What you will do: An exact copy of every entry is the answer here, with no pictures.

Data excerpts:
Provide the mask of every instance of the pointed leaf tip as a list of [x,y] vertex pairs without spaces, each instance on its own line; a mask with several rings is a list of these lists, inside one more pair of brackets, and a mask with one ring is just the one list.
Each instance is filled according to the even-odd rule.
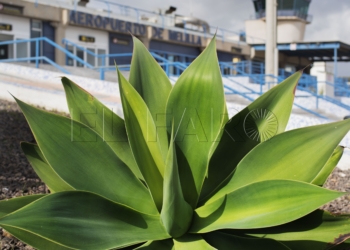
[[[344,120],[290,130],[272,137],[244,156],[226,186],[210,200],[218,199],[249,183],[271,178],[312,183],[349,129],[350,120]],[[310,155],[313,157],[310,158]],[[334,160],[340,156],[337,154]],[[323,181],[334,164],[330,163],[315,183]]]
[[[172,89],[171,82],[142,41],[136,37],[133,37],[133,41],[129,83],[146,103],[155,124],[159,128],[165,128],[167,126],[165,107]],[[158,129],[157,136],[165,161],[168,148],[166,129]]]
[[157,214],[146,187],[95,131],[80,122],[20,100],[18,104],[48,164],[67,184],[137,211]]
[[140,213],[95,193],[82,191],[42,197],[0,218],[0,225],[86,250],[115,249],[169,237],[159,216]]
[[37,145],[21,142],[21,148],[35,173],[45,182],[51,193],[75,190],[55,172]]
[[157,128],[150,111],[136,89],[118,71],[120,97],[131,151],[158,211],[163,200],[164,159]]
[[129,146],[124,120],[68,78],[63,78],[62,84],[71,118],[89,127],[94,124],[91,128],[106,141],[131,171],[143,180]]
[[299,219],[344,194],[299,181],[255,182],[197,208],[189,232],[277,226]]
[[[223,191],[220,188],[230,181],[237,164],[250,150],[264,141],[264,138],[284,132],[293,107],[293,90],[300,76],[300,73],[291,75],[225,124],[225,133],[222,134],[217,150],[210,160],[208,171],[210,179],[205,180],[201,190],[201,201],[209,199],[215,192]],[[264,119],[254,117],[254,114],[260,113],[267,115],[262,116],[265,117]],[[247,133],[246,128],[255,131],[259,137],[253,139],[251,134]],[[266,133],[267,128],[268,133]],[[267,136],[264,136],[266,134]]]
[[169,95],[166,113],[171,114],[166,117],[167,124],[174,120],[177,152],[183,156],[178,159],[184,196],[195,208],[209,157],[228,120],[215,39],[180,75]]

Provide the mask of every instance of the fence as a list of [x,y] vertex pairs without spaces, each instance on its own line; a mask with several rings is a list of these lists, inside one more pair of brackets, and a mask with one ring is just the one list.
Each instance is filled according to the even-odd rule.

Written solution:
Provide the mask of every instance of the pointed leaf tip as a list of [x,y] vertex pairs without spaces, each instance on its own line; a mask with several rings is a list of these lists, inside one more pair of brackets, and a mask with one ring is just the one list.
Each instance is filled according to the even-odd rule.
[[[344,120],[290,130],[272,137],[244,156],[226,186],[210,200],[218,199],[249,183],[271,178],[312,183],[349,129],[350,120]],[[310,155],[313,157],[310,158]],[[334,160],[340,156],[337,154]],[[323,181],[334,164],[330,163],[315,183]]]
[[[172,89],[171,82],[142,41],[136,37],[133,37],[133,41],[129,83],[146,103],[155,124],[159,128],[165,128],[167,126],[165,107]],[[158,129],[157,136],[165,161],[168,148],[166,129]]]
[[157,214],[146,187],[95,131],[80,122],[20,100],[18,104],[48,164],[67,184],[137,211]]
[[140,213],[95,193],[82,191],[42,197],[0,218],[0,225],[86,250],[115,249],[169,237],[159,216]]
[[37,145],[21,142],[21,148],[35,173],[45,182],[51,193],[75,190],[55,172]]
[[157,128],[150,111],[136,89],[118,71],[120,97],[131,151],[158,211],[163,200],[164,159]]
[[129,146],[124,120],[68,78],[63,78],[62,84],[71,118],[89,127],[94,124],[91,128],[106,141],[131,171],[143,180]]
[[299,219],[344,194],[299,181],[255,182],[197,208],[189,232],[277,226]]
[[[223,191],[220,188],[230,181],[237,164],[250,150],[264,141],[264,138],[284,132],[293,107],[293,90],[300,76],[300,73],[291,75],[225,124],[225,133],[222,134],[217,150],[210,160],[208,171],[210,179],[205,180],[201,190],[201,201],[209,199],[215,192]],[[264,119],[254,117],[254,114],[260,113],[267,115],[262,116],[265,117]],[[247,133],[246,128],[255,131],[259,137],[253,139],[251,134]],[[266,133],[267,128],[268,133]],[[267,136],[264,136],[266,134]]]
[[169,95],[166,113],[171,114],[166,117],[167,124],[174,120],[177,152],[183,156],[178,159],[184,196],[195,208],[209,157],[228,120],[215,39],[180,75]]

Provide the mask of every instance of the fence as a list of [x,y] vertex pairs without spaces, each instance on its own line; a mask with several rings is a list of these lists, inside one more pair of brackets, and a mask with one ring is just the one list.
Each instance is filled according to the even-odd rule.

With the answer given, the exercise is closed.